Data entries:
• • • •

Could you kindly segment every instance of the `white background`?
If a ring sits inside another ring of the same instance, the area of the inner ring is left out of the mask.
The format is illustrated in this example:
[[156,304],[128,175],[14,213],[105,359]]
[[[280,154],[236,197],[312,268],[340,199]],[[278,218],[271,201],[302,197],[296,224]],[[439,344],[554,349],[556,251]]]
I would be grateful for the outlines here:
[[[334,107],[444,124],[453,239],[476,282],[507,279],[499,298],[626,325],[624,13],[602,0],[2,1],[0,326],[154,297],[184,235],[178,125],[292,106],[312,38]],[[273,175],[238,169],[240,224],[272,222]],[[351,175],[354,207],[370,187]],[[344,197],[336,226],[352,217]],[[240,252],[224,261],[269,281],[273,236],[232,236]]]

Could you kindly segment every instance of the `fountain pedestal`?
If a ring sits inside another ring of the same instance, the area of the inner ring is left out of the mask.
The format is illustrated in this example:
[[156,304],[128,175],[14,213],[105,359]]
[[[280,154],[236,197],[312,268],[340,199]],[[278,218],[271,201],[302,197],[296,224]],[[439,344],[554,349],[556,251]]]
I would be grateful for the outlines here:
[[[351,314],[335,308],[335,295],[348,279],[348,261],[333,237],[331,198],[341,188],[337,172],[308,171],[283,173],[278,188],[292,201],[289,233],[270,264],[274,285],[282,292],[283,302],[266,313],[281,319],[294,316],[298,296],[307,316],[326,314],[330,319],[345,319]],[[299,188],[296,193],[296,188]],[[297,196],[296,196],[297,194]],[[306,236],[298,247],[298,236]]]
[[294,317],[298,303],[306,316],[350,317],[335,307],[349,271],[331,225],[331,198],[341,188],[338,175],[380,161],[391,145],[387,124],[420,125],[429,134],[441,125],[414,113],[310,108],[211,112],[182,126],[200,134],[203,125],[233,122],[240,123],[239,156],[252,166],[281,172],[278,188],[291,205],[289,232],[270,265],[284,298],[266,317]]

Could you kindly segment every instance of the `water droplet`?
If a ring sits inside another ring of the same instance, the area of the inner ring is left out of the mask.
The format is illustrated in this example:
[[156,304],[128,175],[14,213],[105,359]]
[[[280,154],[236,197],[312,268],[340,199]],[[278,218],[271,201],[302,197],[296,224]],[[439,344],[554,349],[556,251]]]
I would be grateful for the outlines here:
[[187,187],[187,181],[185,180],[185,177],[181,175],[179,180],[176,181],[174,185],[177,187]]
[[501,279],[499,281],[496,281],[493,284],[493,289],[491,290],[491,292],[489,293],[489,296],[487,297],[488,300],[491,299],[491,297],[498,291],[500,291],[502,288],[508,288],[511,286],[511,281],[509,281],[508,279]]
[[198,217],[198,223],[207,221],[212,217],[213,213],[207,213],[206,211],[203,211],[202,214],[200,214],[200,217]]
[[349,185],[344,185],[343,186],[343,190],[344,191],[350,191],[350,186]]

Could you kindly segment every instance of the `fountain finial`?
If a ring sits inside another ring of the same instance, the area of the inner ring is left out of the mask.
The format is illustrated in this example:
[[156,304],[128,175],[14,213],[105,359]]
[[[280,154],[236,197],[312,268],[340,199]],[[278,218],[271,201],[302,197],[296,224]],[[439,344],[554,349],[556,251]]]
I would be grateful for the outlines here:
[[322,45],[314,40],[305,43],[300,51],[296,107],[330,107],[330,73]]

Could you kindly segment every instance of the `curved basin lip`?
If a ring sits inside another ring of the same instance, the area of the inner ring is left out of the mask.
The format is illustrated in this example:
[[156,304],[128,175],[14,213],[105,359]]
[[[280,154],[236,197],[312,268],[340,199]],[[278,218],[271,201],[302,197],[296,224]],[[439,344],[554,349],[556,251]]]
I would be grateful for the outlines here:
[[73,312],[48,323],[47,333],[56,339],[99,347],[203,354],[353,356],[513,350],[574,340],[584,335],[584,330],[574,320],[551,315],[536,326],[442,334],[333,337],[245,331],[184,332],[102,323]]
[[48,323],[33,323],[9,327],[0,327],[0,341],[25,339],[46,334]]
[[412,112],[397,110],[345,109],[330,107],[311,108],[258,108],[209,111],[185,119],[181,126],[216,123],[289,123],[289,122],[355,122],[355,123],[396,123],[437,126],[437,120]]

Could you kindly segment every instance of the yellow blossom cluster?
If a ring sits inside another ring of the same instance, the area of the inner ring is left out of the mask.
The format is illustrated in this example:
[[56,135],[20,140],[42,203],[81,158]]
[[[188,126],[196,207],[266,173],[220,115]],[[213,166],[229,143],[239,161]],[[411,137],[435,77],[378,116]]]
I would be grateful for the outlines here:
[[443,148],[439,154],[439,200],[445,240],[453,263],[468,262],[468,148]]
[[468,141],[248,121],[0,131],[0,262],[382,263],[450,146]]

• • • •

ASSIGNMENT:
The entries shown above should be duplicated exactly.

TASK ANSWER:
Could you kindly segment every instance of the `white background`?
If a ring sits inside another ring of the same instance, the area of the inner ring is left out of the mask.
The format is illustrated in this example:
[[156,304],[128,175],[14,213],[105,359]]
[[[280,154],[236,197],[312,268],[340,199]],[[278,218],[271,201],[302,197],[296,224]],[[439,344],[554,349],[556,251]]]
I would be grateful for the outlines here:
[[[334,107],[444,124],[453,239],[476,282],[507,279],[499,298],[626,325],[624,13],[602,0],[2,1],[0,326],[154,297],[184,235],[178,125],[292,106],[312,38]],[[273,175],[238,169],[240,224],[272,222]],[[351,175],[354,207],[370,187]],[[344,197],[336,226],[352,217]],[[240,252],[224,261],[269,281],[273,236],[232,236]]]

Could you kindly segment every instance of the `fountain pedestal`?
If a ring sits inside another ring of the same instance, the area of the inner ring is left out of the mask.
The format is illustrated in this example:
[[156,304],[128,175],[14,213],[105,359]]
[[[280,154],[236,197],[312,268],[340,199]],[[278,218],[271,201],[302,197],[296,224]],[[439,344],[554,349],[556,251]]]
I would be grateful for the outlines here:
[[[351,314],[335,308],[335,295],[348,279],[348,261],[333,237],[331,198],[341,188],[337,172],[308,171],[283,173],[278,188],[292,201],[289,233],[270,264],[274,285],[282,292],[283,302],[266,313],[281,319],[294,316],[298,296],[307,316],[326,314],[330,319],[345,319]],[[299,188],[296,193],[296,188]],[[297,196],[296,196],[297,194]],[[306,236],[298,247],[298,236]]]
[[294,317],[298,303],[306,316],[350,317],[335,307],[349,271],[331,225],[331,198],[341,188],[338,175],[380,161],[391,145],[387,124],[420,125],[429,134],[441,125],[414,113],[310,108],[211,112],[182,126],[200,134],[203,125],[233,122],[240,123],[239,156],[252,166],[281,172],[278,188],[291,205],[289,232],[270,265],[284,298],[266,317]]

Could you kindly segment every instance of the `water droplet`?
If a ring sits inside another ring of the same instance, the area of the inner ring is left out of the mask.
The format is illustrated in this example:
[[156,304],[128,175],[14,213],[105,359]]
[[[280,154],[236,197],[312,268],[340,199]],[[278,218],[271,201],[302,197],[296,224]],[[439,344],[554,349],[556,251]]]
I would be grateful for the outlines here:
[[187,187],[187,181],[185,180],[185,177],[181,175],[179,180],[176,181],[174,185],[177,187]]
[[501,279],[499,281],[496,281],[493,284],[493,289],[491,290],[491,292],[489,293],[489,296],[487,297],[488,300],[491,299],[491,297],[498,291],[500,291],[502,288],[508,288],[511,286],[511,281],[509,281],[508,279]]
[[198,217],[198,223],[207,221],[212,217],[213,213],[207,213],[206,211],[203,211],[202,214],[200,214],[200,217]]
[[349,185],[344,185],[343,186],[343,190],[344,191],[350,191],[350,186]]

Could you kindly segment every instance of the `fountain finial`?
If a ring sits inside another ring of the same instance, the area of the inner ring is left out of the mask.
The format is illustrated in this example:
[[156,304],[128,175],[14,213],[105,359]]
[[[280,154],[236,197],[312,268],[340,199]],[[278,218],[271,201],[302,197],[296,224]],[[439,344],[554,349],[556,251]]]
I would be grateful for the outlines here:
[[322,45],[314,40],[305,43],[300,51],[296,107],[330,107],[330,73]]

Could you kindly segment every instance of the `curved basin lip`?
If a ring sits inside another ring of the same instance, the area of the inner ring is left out of the mask.
The format is illustrated in this example:
[[156,304],[128,175],[14,213],[105,359]]
[[[280,154],[236,197],[312,268],[340,199]],[[278,218],[271,201],[302,197],[296,224]],[[439,344],[554,349],[556,251]]]
I would be grateful for the outlines here:
[[73,312],[48,323],[47,333],[56,339],[99,347],[203,354],[353,356],[513,350],[574,340],[584,335],[584,330],[574,320],[551,315],[536,326],[442,334],[333,337],[245,331],[184,332],[102,323]]
[[48,323],[33,323],[9,327],[0,327],[0,341],[25,339],[46,334]]
[[412,112],[397,110],[345,109],[330,107],[311,108],[258,108],[209,111],[185,119],[181,126],[216,123],[289,123],[289,122],[355,122],[355,123],[396,123],[437,126],[437,120]]

Could you kindly segment every instance of the yellow blossom cluster?
If a ring sits inside another ring of the same instance, the area of the inner ring is left out of the mask.
The format is illustrated in this example:
[[56,135],[20,140],[42,203],[81,158]]
[[[188,126],[196,207],[266,173],[220,115]],[[213,166],[229,143],[239,161]],[[411,137],[435,77],[378,116]]]
I would be grateful for the outlines here:
[[443,148],[439,154],[439,200],[445,240],[453,263],[468,262],[468,148]]
[[468,141],[248,121],[0,131],[0,262],[382,263],[450,146]]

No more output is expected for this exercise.